Сейчас я хочу вернуться немного назад, чтобы рассказать, как произошел крутой поворот на моем основном жизненном пути. Летом 83-го года я прочитал последнюю лекцию по методам исследования. К концу того же года была закончена рукопись третьей книги, которой завершалось изложение всего прочитанного за три года курса. Я выполнил свое намерение передать молодым ученым все мои знания и опыт экспериментальной работы. Что дальше? Мне исполнилось 60 лет, можно было выйти на пенсию. При той ограниченности личных потребностей, которая давно уже стала для меня привычным образом жизни, этой пенсии хватило бы для поддержания вполне сносного существования в материальном плане. Тем более, что моя жена Лина успешно работала в Институте элементоорганических соединений Академии и уже готовилась к защите докторской диссертации. Наш сын Андрей тоже работал и не нуждался в нашей помощи.
Но я еще был полон сил и не был морально готов к переходу в категорию пенсионеров. Конечно, и в этом качестве я мог бы продолжать свою просветительскую деятельность. Партийная организация пенсионеров по месту жительства охотно поручила бы мне вести политзанятия для тех же пенсионеров. И для чтения вольнолюбивых стихов я, вероятно, сумел бы найти аудиторию, быть может, менее многочисленную. Но вряд ли бы меня это удовлетворило. Я еще мог и хотел приносить пользу обществу своим активным трудом. Уход из Института был в принципе решен. Естественно было подумать о постоянной работе в школе. Но это оказалось не так просто. Мои переговоры с директором 43-й школы, расположенной в нашем районе, в начале 84-го года закончились неудачно. Я понял, что мой диплом кандидата наук и немотивированное сколь-нибудь серьезно намерение покинуть академический институт вызвали определенную настороженность. Директор школы мне сказал, что если у него в школе откроют математический класс, то разговор о моем зачислении будет иметь смысл. Просил справляться у него по телефону. Я справлялся в 85-м и 86-м годах с тем же результатом.

* * * * * * * * *

▶ ЧТО ТРЕБУЕТСЯ: Верните дословно часть фрагмента, начиная со слов «Сейчас я хочу» и вплоть до слов «в нашей помощи.» включительно. Пользуйтесь только этим фрагментом.

Записи данных
* * * * * * * * *

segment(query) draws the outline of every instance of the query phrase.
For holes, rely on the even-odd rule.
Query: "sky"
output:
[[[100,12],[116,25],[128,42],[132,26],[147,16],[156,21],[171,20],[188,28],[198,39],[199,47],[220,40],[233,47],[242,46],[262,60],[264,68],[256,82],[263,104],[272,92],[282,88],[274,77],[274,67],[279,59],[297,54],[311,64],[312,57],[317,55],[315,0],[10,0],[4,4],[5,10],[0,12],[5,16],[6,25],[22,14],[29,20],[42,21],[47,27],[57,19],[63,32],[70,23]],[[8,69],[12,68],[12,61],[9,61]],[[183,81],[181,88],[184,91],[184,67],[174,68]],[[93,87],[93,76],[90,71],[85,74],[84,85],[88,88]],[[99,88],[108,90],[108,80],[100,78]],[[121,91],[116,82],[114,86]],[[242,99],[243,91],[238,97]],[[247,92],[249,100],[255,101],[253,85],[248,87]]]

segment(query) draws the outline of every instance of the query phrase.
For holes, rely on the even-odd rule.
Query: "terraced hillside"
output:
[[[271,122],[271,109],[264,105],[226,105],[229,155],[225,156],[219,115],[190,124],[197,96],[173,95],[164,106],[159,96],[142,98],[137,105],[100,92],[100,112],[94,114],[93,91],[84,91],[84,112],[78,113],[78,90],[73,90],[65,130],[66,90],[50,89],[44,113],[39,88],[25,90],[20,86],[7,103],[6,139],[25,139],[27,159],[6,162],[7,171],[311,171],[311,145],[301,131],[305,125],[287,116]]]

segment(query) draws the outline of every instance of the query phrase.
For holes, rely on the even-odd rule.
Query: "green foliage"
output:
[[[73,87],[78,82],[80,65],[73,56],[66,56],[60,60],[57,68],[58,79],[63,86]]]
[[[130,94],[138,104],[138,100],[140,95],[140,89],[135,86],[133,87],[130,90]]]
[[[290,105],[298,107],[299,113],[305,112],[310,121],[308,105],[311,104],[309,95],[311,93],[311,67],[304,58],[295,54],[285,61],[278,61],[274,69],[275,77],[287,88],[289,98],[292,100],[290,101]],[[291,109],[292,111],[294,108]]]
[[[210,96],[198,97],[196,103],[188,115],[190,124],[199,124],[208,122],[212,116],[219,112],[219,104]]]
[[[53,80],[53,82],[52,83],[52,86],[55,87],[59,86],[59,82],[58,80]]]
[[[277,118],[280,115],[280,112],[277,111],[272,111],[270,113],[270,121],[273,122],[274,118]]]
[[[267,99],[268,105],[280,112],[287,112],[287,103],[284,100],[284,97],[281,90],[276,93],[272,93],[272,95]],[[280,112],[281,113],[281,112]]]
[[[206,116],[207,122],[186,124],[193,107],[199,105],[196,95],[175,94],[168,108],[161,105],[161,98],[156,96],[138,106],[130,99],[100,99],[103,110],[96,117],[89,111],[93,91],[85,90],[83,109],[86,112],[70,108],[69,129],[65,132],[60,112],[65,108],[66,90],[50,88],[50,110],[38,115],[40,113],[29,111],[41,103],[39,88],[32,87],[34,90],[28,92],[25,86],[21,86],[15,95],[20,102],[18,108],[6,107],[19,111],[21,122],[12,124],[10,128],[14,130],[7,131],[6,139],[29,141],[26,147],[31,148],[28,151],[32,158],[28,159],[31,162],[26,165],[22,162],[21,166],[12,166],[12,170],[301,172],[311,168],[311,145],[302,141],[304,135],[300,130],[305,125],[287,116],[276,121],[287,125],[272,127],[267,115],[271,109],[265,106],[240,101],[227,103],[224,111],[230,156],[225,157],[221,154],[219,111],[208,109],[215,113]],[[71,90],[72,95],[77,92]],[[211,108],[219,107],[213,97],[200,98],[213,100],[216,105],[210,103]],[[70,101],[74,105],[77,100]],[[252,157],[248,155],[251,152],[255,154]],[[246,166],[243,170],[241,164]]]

* * * * * * * * *

▶ ОТВЕТ:
Сейчас я хочу вернуться немного назад, чтобы рассказать, как произошел крутой поворот на моем основном жизненном пути. Летом 83-го года я прочитал последнюю лекцию по методам исследования. К концу того же года была закончена рукопись третьей книги, которой завершалось изложение всего прочитанного за три года курса. Я выполнил свое намерение передать молодым ученым все мои знания и опыт экспериментальной работы. Что дальше? Мне исполнилось 60 лет, можно было выйти на пенсию. При той ограниченности личных потребностей, которая давно уже стала для меня привычным образом жизни, этой пенсии хватило бы для поддержания вполне сносного существования в материальном плане. Тем более, что моя жена Лина успешно работала в Институте элементоорганических соединений Академии и уже готовилась к защите докторской диссертации. Наш сын Андрей тоже работал и не нуждался в нашей помощи.